SOURCE RECORDS
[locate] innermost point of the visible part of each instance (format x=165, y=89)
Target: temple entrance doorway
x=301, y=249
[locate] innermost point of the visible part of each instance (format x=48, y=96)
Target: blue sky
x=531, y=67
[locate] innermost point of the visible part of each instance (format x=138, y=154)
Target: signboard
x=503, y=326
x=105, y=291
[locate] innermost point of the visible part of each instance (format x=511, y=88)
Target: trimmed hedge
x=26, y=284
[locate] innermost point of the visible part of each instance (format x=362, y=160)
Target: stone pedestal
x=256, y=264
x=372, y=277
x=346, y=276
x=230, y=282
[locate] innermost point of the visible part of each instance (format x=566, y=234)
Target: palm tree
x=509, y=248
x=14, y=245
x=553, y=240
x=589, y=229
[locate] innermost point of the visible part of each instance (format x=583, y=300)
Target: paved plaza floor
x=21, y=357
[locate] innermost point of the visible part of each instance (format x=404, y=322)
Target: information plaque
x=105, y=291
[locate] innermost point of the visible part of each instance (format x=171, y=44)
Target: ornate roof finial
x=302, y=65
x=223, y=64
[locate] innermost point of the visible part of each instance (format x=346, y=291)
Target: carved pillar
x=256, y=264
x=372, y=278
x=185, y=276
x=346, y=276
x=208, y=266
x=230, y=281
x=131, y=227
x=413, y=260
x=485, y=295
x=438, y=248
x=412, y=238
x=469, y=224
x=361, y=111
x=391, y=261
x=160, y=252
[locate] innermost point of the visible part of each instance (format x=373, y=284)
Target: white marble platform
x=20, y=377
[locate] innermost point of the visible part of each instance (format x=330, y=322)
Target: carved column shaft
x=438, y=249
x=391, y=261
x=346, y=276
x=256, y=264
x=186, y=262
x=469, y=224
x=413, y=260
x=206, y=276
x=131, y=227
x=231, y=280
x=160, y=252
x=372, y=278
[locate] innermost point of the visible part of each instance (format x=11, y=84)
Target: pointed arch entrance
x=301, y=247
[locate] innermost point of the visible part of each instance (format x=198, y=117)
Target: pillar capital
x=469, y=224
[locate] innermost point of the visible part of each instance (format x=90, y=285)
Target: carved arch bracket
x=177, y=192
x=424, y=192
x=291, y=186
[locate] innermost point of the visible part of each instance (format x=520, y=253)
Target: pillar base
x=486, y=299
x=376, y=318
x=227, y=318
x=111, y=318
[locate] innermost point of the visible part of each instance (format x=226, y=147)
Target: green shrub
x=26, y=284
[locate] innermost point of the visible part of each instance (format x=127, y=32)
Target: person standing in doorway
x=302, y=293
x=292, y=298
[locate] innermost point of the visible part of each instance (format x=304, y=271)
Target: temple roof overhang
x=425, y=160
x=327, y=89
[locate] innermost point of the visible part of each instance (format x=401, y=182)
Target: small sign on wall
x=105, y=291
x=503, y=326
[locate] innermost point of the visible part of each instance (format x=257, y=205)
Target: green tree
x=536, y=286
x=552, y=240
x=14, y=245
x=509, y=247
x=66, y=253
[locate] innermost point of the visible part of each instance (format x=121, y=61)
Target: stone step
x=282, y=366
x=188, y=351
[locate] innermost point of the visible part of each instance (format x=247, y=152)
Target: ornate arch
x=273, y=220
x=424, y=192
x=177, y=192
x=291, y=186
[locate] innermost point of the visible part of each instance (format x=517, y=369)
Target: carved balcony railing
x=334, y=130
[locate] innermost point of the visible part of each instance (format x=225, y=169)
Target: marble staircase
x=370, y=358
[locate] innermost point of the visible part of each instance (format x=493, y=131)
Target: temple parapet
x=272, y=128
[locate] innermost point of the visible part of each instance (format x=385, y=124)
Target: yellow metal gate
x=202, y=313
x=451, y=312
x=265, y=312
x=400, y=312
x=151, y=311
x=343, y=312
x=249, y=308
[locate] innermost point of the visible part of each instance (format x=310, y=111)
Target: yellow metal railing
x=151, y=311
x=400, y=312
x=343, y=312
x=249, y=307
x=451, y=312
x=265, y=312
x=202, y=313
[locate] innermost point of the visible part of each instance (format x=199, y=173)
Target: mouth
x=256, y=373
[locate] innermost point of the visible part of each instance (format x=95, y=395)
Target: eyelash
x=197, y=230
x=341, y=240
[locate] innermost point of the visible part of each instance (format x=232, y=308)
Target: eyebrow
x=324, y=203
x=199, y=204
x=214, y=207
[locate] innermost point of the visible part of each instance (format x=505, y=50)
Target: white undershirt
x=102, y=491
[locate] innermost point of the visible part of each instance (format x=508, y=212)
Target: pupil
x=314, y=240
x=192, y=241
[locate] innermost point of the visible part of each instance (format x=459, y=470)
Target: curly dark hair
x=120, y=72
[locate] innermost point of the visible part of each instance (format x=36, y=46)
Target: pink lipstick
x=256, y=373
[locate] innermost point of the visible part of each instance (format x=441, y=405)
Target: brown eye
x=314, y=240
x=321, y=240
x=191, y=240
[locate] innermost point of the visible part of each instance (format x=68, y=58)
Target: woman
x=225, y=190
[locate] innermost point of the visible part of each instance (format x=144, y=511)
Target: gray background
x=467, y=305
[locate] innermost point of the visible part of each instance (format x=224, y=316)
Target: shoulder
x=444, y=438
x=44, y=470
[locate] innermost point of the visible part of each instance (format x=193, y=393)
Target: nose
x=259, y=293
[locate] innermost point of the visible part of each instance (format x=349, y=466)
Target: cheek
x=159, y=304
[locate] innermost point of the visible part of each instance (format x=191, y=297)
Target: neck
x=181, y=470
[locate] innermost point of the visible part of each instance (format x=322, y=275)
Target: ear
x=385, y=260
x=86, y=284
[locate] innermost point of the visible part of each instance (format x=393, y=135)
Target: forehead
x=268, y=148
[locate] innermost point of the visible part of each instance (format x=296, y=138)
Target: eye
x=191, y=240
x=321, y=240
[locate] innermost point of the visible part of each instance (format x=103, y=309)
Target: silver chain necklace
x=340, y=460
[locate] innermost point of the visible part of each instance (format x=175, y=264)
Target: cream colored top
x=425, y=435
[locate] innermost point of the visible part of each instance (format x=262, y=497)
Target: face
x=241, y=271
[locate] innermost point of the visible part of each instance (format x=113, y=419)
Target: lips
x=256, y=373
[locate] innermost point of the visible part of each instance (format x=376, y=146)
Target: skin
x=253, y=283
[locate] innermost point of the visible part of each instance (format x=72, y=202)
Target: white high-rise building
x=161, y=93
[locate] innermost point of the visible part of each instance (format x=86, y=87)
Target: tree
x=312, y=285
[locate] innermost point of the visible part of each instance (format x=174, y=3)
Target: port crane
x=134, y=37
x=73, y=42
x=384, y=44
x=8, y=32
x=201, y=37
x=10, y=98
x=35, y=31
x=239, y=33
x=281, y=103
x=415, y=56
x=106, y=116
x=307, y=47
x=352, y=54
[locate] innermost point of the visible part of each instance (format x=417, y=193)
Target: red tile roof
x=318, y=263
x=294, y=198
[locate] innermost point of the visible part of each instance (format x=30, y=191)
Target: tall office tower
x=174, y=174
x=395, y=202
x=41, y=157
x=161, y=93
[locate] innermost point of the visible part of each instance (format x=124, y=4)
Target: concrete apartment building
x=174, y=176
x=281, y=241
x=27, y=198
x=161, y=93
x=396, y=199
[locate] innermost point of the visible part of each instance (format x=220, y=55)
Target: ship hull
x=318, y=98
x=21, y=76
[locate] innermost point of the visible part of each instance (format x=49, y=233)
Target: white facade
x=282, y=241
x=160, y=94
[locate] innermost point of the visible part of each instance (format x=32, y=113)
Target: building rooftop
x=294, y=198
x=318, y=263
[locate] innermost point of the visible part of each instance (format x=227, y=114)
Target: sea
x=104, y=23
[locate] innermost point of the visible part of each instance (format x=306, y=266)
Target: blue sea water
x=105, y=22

WHAT YOU NEED TO DO
Repeat, without change, each line of the data above from the one that contains "(format x=30, y=191)" through the final line, counting both.

RESPONSE TO THE TASK
[locate] innermost point of the visible part of each instance (format x=30, y=191)
Target: tall office tower
x=174, y=174
x=395, y=202
x=41, y=157
x=161, y=93
[locate] innermost point of the visible part of each instance (format x=124, y=4)
Target: concrete apartment building
x=174, y=176
x=281, y=241
x=27, y=198
x=161, y=93
x=396, y=199
[locate] innermost point of the visible part of each instance (format x=220, y=55)
Target: ship hull
x=318, y=98
x=21, y=76
[locate] innermost point of the visible part of each instance (format x=49, y=233)
Target: white facade
x=282, y=241
x=160, y=94
[locate] innermost point of the visible part of each instance (format x=32, y=113)
Target: building rooftop
x=294, y=198
x=318, y=263
[locate] innermost point of the visible part of each instance (format x=227, y=114)
Target: sea
x=104, y=23
[locate] innermost point of the visible part of each instance (format x=306, y=266)
Target: blue sea water
x=105, y=22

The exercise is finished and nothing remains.